→ WHAT THE TASK REQUIRES:
Pull out every line of the material below that contains the word "ferris" and copy those lines unchanged.

→ MATERIAL PROVIDED:
>>
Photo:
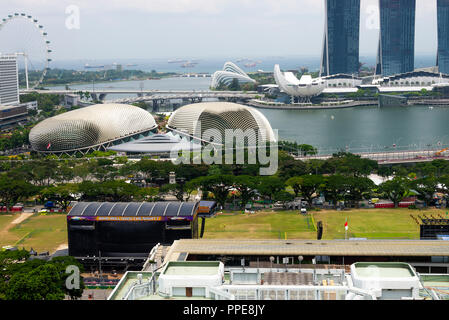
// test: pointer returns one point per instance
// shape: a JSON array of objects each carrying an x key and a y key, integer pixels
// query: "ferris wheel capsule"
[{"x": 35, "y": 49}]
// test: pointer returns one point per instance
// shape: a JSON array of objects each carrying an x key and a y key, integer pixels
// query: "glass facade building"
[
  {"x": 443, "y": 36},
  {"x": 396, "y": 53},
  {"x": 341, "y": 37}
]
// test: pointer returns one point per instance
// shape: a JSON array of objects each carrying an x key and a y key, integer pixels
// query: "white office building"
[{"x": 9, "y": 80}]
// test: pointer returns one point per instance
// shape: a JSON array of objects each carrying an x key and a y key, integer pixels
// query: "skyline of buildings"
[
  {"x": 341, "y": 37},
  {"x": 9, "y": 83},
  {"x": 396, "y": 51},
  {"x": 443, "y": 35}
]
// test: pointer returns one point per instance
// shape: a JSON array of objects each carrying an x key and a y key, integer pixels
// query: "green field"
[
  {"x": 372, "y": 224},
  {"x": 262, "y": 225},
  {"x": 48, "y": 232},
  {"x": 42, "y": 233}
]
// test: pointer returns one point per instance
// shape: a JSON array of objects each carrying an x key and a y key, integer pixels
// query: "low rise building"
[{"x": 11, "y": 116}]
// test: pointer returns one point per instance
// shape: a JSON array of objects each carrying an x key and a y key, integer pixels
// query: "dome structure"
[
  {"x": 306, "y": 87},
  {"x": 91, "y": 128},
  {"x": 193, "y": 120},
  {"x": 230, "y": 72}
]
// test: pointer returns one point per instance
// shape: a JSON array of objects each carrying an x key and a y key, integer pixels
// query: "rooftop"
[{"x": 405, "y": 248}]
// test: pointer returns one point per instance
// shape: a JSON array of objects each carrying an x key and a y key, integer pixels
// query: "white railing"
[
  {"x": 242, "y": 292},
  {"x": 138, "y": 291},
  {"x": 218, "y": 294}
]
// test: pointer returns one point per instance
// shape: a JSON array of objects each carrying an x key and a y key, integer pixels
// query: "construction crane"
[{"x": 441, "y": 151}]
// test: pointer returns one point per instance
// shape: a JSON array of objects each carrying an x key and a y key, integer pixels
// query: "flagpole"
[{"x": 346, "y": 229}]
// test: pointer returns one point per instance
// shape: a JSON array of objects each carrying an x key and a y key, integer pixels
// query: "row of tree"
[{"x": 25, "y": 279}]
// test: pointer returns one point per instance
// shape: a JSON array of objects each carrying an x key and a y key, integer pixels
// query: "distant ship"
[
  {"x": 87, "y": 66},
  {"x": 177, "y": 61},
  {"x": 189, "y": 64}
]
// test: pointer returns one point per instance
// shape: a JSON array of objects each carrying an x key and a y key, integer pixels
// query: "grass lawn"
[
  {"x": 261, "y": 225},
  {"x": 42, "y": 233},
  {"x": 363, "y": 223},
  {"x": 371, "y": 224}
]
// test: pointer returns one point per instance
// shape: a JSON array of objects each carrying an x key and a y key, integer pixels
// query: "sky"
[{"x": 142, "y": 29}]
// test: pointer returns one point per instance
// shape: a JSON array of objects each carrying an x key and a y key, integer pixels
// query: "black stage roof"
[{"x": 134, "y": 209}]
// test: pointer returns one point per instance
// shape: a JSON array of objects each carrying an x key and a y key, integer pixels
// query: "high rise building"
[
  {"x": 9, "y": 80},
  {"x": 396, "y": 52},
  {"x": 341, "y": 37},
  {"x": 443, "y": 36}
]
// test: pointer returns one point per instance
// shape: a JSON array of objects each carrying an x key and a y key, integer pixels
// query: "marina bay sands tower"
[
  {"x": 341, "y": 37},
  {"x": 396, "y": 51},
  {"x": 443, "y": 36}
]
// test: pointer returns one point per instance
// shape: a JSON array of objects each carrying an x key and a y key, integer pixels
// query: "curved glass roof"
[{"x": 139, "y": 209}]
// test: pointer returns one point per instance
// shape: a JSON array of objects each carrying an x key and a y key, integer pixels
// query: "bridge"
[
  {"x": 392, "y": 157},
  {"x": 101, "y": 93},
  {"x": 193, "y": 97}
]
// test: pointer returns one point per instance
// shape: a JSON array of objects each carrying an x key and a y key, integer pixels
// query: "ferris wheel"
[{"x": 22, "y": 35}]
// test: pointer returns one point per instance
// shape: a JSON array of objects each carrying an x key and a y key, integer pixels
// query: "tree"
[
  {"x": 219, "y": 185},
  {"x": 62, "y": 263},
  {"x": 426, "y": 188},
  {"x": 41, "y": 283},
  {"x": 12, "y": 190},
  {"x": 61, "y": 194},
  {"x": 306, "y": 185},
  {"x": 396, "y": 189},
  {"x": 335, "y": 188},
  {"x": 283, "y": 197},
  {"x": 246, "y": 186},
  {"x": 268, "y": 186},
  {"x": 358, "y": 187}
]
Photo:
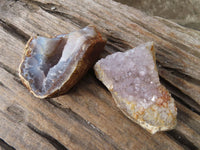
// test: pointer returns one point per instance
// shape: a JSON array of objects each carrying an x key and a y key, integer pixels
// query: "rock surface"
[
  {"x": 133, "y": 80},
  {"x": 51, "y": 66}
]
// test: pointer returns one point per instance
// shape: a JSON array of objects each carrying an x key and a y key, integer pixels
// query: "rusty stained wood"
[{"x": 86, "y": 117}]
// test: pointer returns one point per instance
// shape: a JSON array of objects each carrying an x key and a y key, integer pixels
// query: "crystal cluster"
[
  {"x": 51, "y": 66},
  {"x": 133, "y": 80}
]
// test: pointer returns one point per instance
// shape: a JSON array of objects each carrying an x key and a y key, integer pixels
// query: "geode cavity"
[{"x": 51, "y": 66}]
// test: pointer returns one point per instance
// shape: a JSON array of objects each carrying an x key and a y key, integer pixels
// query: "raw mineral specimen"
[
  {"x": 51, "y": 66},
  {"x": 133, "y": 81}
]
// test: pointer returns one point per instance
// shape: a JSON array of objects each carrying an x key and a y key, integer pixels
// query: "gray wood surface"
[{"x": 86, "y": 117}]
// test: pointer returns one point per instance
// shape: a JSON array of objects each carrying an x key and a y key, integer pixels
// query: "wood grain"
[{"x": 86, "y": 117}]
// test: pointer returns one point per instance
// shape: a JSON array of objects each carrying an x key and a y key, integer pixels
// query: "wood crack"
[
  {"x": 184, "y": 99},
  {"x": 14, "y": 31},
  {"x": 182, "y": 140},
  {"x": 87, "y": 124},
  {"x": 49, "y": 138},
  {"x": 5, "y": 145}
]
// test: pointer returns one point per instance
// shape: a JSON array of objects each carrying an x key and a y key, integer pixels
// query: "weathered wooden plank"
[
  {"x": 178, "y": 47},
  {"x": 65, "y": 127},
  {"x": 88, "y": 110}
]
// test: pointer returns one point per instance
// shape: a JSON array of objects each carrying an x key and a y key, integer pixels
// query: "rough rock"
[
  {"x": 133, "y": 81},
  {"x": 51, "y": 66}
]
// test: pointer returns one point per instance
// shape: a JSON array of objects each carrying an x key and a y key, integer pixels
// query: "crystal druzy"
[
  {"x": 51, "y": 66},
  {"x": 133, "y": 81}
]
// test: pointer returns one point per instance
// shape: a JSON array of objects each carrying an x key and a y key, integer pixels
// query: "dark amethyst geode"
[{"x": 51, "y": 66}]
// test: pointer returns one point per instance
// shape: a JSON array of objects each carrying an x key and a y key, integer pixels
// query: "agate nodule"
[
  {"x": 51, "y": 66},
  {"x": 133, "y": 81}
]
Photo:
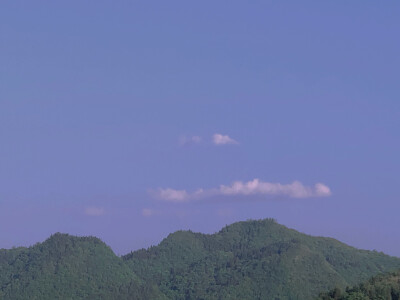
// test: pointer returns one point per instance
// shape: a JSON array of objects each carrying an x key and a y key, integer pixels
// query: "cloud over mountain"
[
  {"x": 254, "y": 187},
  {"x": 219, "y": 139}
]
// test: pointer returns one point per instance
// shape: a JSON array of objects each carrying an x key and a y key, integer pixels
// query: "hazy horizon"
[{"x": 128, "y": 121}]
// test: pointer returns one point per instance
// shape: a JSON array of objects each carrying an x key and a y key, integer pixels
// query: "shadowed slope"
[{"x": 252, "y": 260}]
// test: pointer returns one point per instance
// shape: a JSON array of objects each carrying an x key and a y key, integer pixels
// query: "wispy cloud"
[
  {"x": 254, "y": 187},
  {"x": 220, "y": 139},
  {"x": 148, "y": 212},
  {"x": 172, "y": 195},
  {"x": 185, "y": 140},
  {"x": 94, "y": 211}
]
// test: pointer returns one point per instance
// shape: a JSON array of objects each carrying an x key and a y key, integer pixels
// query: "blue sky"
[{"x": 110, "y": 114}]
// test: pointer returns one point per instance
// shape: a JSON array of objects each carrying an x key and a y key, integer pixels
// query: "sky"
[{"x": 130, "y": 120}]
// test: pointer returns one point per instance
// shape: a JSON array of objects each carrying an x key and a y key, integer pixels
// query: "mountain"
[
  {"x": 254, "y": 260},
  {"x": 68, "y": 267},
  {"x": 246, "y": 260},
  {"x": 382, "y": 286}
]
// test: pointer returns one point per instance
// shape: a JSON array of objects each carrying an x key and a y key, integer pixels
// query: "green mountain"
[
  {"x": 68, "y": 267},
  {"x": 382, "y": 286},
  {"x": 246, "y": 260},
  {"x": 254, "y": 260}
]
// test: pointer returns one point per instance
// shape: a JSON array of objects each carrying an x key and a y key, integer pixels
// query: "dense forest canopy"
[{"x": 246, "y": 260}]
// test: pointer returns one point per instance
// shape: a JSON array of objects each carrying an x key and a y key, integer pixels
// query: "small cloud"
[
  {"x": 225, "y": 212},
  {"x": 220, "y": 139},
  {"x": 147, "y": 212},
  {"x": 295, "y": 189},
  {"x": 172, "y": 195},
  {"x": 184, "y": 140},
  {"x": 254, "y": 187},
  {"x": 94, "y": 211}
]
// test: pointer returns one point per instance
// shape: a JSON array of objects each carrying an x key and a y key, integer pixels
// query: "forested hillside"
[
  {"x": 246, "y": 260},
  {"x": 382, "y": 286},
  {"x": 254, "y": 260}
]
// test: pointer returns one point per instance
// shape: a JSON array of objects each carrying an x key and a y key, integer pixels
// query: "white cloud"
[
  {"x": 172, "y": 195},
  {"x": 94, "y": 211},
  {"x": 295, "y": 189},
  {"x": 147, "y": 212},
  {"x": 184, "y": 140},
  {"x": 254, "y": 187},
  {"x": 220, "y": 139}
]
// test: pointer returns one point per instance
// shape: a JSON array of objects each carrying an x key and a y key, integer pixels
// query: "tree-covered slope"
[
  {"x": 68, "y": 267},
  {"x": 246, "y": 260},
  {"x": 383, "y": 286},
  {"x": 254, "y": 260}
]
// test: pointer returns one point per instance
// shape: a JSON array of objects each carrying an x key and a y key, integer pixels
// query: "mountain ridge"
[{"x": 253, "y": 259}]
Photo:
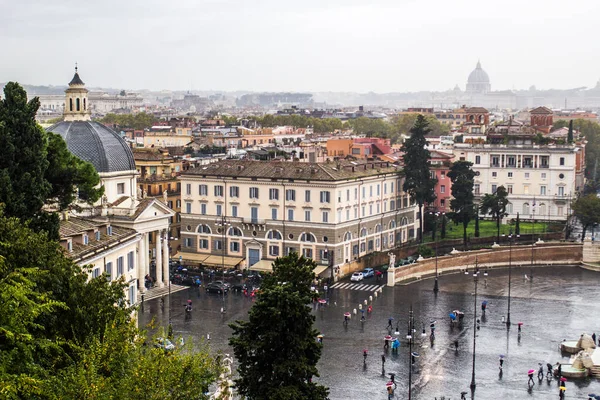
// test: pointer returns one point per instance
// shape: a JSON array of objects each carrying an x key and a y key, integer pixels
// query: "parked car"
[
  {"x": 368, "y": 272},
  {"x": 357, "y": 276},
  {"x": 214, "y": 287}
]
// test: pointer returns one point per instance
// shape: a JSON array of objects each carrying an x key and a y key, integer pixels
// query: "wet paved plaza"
<<
→ FINAL ANSWER:
// query: "ferris wheel capsule"
// query: "ferris wheel"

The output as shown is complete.